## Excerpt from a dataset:
————
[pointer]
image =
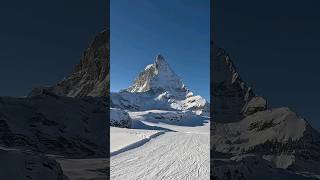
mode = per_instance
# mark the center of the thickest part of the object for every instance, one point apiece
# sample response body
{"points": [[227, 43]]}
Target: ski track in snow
{"points": [[182, 155]]}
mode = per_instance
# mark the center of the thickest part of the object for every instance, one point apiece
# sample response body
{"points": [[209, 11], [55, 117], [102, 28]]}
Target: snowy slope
{"points": [[55, 125], [123, 139], [249, 141], [16, 164], [182, 152]]}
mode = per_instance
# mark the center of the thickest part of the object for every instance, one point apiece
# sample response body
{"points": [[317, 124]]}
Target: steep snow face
{"points": [[158, 87], [16, 164], [156, 76], [91, 75], [72, 127], [230, 94], [119, 118]]}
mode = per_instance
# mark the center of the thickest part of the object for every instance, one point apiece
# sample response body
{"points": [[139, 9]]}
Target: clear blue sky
{"points": [[42, 41], [178, 29]]}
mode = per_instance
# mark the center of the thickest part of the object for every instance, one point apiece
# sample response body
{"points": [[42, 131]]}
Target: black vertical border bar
{"points": [[107, 26], [212, 101]]}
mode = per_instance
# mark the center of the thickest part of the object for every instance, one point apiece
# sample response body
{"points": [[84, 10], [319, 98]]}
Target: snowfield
{"points": [[122, 139], [182, 152]]}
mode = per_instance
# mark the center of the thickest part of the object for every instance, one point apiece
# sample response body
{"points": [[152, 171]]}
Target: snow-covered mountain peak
{"points": [[156, 76], [158, 87]]}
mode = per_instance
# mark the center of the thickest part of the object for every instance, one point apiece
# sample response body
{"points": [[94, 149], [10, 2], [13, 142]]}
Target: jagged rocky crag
{"points": [[69, 119], [158, 87], [249, 141], [90, 76]]}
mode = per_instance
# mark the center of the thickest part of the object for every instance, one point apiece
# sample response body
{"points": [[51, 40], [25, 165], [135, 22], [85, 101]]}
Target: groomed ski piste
{"points": [[179, 151]]}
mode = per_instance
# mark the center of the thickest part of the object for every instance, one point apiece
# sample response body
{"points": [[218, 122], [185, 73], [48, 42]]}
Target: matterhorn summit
{"points": [[156, 76], [159, 87]]}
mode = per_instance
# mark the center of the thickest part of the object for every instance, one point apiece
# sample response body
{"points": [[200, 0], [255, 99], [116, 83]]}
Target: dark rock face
{"points": [[90, 76], [251, 137], [229, 93]]}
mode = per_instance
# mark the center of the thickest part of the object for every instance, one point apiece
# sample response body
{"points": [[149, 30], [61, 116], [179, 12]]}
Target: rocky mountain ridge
{"points": [[158, 87], [250, 141]]}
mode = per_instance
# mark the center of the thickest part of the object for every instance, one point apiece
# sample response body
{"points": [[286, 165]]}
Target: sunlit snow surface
{"points": [[181, 151]]}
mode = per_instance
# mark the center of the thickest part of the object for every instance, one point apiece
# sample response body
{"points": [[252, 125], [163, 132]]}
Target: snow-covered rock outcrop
{"points": [[249, 141], [69, 119], [230, 94], [158, 87], [90, 77], [16, 164], [74, 127]]}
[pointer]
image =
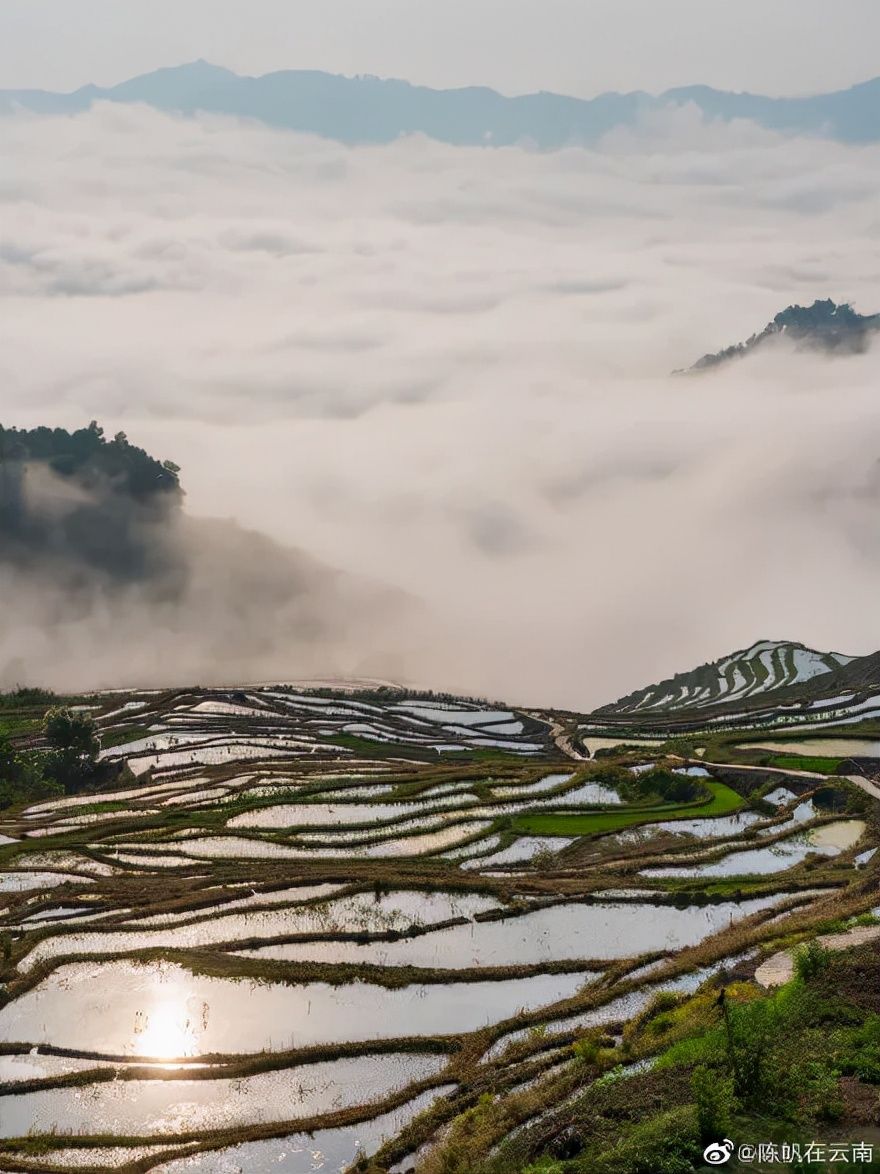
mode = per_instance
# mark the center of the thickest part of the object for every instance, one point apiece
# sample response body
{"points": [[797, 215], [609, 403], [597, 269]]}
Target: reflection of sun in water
{"points": [[169, 1027]]}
————
## INSTRUCTIONS TO FOLLOW:
Tally the lines above that contain the string "rocky", treating uppercase and lowercase as different. Reply with the number alone.

## EXERCISE ANSWER:
2